Problem to solve: Please name the two scatterplots generated for each user, according to the mailing-list post on detecting non-MPI jobs running on multiple nodes.

Page excerpt:
________________________________________

[slurm-users] Detecting non-MPI jobs running on multiple nodes

Thu Sep 29 13:21:18 UTC 2022

Hi Davide,

That is a interesting idea.  We already do some averaging, but over the
whole of the past month.  For each user we use the output of seff to
generate two scatterplots: CPU-efficiency vs. CPU-hours and
memory-efficiency vs. GB-hours.  See

  https://www.fu-berlin.de/en/sites/high-performance-computing/Dokumentation/Statistik

However, I am mainly interested in being able to cancel some of the inefficient
jobs before they have run for too long.

Cheers,

Loris

 Davide DelVento <davide.quantum at gmail.com> writes:

> At my previous job there were cron jobs running everywhere measuring
> possibly idle cores which were eventually averaged out for the
> duration of the job, and reported (the day after) via email to the
> user support team.

________________________________________

Data:

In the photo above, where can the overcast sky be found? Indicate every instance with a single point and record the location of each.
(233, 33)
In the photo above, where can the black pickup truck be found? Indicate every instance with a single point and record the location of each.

________________________________________

Exercise response: CPU-efficiency vs. CPU-hours and memory-efficiency vs. GB-hours.